====== Provided records

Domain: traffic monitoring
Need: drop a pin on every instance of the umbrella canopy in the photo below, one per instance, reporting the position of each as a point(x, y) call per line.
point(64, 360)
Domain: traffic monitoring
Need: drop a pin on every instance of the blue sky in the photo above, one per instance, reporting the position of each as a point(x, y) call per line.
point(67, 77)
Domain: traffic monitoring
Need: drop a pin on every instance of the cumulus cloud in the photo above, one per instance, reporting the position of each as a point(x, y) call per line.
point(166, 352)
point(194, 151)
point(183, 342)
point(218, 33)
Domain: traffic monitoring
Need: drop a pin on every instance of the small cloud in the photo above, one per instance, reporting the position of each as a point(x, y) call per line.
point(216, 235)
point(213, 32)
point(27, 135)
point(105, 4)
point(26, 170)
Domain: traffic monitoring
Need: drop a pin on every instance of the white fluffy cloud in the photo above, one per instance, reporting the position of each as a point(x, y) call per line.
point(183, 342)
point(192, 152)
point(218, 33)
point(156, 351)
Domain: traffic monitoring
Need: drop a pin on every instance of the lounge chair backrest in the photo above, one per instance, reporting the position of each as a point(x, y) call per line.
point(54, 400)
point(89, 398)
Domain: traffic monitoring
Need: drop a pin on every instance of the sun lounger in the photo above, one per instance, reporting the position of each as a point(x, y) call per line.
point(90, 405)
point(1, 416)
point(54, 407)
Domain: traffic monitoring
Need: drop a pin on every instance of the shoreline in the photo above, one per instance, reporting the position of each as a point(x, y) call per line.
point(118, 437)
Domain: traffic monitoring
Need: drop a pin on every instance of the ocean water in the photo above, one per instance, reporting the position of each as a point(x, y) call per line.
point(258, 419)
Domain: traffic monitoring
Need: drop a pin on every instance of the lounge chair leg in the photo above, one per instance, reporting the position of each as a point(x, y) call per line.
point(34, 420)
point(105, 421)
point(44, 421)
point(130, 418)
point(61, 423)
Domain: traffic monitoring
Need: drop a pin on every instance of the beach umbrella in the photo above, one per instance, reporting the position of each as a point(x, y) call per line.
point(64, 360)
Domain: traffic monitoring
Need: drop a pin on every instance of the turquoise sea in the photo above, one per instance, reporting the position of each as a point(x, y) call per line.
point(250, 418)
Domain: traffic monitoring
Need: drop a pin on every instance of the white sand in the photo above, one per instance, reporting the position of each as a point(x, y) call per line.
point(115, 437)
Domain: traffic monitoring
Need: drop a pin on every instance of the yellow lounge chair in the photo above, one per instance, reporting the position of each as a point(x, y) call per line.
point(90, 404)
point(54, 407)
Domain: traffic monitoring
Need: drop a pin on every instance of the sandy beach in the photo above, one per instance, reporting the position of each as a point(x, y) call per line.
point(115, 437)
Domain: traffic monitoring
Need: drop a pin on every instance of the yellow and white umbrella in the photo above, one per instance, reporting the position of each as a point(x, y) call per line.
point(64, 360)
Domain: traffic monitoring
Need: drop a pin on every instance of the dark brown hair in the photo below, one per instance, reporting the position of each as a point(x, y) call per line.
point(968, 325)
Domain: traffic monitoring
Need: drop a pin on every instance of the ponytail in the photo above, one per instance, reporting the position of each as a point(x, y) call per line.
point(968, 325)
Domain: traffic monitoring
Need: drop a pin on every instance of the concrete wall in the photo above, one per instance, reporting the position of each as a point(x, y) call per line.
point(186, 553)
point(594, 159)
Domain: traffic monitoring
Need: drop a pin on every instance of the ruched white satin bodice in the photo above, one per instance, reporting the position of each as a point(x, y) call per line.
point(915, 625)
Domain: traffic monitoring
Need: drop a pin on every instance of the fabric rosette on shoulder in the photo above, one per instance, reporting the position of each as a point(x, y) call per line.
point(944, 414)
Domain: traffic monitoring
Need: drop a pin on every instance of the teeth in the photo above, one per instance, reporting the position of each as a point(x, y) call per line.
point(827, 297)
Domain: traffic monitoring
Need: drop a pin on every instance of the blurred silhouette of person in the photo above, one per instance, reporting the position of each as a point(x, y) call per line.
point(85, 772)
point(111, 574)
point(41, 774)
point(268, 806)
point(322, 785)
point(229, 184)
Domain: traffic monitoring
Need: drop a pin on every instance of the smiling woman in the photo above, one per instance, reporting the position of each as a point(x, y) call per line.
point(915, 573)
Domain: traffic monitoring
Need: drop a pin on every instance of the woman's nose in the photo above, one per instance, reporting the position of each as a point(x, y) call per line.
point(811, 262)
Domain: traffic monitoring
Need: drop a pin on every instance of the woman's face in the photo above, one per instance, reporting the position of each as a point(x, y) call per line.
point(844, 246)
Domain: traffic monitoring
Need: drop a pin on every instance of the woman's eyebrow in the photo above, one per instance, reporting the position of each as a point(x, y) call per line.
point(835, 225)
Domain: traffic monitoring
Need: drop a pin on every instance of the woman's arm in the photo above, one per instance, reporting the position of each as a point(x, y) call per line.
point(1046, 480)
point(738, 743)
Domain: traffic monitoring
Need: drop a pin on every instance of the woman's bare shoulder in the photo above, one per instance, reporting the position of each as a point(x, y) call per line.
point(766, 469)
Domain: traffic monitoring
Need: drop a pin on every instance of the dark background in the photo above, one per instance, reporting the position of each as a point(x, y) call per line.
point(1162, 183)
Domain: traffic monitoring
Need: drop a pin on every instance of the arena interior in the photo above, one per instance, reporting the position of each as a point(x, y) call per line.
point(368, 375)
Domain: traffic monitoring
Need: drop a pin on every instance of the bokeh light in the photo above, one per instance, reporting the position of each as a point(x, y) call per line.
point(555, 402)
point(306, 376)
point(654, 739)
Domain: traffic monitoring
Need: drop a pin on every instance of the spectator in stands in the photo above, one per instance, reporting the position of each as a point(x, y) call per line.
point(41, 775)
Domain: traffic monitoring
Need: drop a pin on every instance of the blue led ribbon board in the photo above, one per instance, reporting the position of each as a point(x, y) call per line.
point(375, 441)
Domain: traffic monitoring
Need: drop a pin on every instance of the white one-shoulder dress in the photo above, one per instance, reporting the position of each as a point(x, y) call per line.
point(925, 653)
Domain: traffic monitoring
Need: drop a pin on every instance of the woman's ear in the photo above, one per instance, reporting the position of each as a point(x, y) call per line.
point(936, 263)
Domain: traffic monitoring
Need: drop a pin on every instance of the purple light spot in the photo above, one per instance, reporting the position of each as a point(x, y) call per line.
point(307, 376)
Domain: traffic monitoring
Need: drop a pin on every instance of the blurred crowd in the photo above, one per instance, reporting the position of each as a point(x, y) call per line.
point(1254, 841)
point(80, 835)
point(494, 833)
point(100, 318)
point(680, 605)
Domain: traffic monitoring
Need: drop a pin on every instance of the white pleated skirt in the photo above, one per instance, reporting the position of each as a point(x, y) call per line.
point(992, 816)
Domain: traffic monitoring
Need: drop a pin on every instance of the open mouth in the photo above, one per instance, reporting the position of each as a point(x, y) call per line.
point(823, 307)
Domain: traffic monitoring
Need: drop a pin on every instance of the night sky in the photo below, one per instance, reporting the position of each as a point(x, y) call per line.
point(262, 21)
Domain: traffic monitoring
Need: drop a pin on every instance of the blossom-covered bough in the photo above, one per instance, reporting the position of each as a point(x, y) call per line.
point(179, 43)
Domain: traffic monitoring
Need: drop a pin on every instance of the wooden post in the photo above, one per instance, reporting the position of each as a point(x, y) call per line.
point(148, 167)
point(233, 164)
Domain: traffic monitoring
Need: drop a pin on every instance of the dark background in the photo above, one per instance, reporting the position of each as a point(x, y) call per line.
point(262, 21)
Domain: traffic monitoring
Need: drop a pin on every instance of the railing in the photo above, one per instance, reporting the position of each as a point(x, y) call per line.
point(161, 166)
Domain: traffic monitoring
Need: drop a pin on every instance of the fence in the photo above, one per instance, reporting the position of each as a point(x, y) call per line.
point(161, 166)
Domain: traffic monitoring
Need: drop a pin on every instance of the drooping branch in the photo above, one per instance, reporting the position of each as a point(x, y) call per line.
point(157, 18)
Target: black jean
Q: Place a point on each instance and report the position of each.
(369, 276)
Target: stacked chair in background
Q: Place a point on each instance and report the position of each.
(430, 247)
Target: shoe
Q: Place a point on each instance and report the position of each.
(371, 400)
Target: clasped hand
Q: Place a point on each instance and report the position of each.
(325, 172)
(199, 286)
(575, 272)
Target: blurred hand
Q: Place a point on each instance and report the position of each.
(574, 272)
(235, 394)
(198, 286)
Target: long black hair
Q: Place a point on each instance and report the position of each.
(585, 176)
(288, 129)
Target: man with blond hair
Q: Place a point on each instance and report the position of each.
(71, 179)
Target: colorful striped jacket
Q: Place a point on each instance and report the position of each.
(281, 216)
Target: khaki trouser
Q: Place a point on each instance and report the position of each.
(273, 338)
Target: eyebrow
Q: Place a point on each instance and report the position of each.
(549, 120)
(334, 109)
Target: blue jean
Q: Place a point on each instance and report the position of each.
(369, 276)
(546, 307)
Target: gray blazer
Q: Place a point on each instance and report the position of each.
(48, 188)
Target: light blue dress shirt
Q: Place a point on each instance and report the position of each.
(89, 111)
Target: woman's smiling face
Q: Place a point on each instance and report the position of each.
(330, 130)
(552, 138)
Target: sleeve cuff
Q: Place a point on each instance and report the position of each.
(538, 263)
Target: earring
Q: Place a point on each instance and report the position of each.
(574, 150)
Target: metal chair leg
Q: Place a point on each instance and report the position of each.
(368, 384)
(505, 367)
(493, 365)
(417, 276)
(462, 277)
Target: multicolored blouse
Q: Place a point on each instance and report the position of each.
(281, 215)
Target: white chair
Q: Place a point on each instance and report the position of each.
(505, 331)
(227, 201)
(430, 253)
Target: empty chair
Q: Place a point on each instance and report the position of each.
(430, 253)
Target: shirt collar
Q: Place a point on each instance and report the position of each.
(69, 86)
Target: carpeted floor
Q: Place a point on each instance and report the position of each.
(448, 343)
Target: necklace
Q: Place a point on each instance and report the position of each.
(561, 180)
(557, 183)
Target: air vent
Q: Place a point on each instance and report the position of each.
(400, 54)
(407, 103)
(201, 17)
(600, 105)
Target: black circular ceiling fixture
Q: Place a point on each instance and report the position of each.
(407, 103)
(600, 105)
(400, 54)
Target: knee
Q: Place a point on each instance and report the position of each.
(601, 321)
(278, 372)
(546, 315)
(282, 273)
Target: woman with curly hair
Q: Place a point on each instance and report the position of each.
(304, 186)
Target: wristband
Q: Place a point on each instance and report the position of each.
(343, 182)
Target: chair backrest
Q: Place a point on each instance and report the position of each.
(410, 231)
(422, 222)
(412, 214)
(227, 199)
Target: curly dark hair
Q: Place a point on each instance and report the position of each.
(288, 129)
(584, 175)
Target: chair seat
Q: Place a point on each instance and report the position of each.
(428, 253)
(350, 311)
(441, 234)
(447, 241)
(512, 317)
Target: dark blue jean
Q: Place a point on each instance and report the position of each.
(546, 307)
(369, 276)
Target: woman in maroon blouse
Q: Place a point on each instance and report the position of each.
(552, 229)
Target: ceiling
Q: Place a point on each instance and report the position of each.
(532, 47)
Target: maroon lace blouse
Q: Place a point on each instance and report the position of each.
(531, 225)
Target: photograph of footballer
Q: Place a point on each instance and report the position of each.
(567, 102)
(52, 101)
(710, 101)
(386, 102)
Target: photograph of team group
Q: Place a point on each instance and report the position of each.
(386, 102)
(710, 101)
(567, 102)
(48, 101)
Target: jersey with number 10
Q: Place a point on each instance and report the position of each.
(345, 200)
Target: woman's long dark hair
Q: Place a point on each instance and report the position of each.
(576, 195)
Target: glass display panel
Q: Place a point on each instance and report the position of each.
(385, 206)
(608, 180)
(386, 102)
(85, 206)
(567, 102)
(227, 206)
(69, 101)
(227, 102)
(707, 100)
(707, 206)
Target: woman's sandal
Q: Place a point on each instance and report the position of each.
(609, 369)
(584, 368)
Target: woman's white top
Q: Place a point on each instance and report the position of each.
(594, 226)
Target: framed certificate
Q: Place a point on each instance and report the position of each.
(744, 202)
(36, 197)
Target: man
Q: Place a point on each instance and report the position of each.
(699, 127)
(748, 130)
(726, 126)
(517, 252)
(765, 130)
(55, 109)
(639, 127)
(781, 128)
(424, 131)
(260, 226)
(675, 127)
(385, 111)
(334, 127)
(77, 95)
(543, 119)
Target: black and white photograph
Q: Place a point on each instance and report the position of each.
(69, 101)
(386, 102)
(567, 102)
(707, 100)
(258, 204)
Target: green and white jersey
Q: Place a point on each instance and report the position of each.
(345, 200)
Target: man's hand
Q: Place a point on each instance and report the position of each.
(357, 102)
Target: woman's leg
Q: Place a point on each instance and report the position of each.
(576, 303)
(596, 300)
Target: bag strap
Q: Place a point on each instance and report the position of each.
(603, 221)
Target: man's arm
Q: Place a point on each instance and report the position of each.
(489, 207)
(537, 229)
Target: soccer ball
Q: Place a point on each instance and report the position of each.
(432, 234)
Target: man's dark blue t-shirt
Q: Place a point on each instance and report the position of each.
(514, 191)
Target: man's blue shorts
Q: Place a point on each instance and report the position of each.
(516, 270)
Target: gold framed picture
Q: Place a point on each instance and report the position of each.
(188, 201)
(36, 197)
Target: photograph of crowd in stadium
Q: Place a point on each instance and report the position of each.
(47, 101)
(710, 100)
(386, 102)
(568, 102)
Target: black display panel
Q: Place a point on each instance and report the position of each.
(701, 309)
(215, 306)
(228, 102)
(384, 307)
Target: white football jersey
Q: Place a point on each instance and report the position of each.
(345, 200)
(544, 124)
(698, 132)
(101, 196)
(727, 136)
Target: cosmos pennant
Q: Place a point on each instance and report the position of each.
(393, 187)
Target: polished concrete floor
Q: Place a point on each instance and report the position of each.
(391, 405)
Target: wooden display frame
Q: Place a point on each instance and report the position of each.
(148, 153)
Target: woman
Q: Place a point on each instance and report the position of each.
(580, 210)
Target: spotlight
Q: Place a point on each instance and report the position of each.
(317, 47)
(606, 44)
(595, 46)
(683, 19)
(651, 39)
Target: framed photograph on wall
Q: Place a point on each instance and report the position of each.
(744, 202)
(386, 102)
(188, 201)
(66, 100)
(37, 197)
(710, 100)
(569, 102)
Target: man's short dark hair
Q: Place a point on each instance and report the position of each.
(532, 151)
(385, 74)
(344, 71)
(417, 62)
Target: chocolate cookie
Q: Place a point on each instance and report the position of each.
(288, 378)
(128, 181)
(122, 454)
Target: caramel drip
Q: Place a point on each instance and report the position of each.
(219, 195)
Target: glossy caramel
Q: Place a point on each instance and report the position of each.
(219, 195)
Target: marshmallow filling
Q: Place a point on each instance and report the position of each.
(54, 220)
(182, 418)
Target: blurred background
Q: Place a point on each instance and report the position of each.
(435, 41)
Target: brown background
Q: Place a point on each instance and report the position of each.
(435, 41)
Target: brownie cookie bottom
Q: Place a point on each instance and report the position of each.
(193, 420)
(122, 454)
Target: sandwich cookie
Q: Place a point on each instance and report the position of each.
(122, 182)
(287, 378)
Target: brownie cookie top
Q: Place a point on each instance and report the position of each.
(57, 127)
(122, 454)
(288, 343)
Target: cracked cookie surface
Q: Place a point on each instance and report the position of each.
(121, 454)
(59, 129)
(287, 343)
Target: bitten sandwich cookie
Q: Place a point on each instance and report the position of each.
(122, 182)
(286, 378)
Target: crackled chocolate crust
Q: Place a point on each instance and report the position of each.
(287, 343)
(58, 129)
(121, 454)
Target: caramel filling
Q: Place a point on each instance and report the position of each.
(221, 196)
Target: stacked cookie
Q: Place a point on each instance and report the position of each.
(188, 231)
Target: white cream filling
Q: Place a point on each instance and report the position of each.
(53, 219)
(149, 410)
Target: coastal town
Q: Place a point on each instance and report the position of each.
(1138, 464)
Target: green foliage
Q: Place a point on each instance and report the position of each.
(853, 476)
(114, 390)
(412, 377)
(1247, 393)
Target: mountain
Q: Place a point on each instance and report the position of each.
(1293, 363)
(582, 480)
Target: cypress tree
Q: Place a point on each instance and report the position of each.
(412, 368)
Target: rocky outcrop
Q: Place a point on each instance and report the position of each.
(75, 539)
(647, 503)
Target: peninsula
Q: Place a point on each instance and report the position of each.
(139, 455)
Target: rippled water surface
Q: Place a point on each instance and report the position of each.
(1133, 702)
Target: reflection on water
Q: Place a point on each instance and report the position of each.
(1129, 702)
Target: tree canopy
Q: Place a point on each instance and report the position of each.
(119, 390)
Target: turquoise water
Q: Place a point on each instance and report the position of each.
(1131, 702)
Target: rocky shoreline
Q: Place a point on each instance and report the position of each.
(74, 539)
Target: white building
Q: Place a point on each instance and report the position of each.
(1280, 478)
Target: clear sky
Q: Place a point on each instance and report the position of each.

============

Action item
Find the word "blouse" in the entries above, then copy each line that holds it.

Solution for this problem
Target: multicolored blouse
Target: woman in maroon blouse
Target: maroon lace blouse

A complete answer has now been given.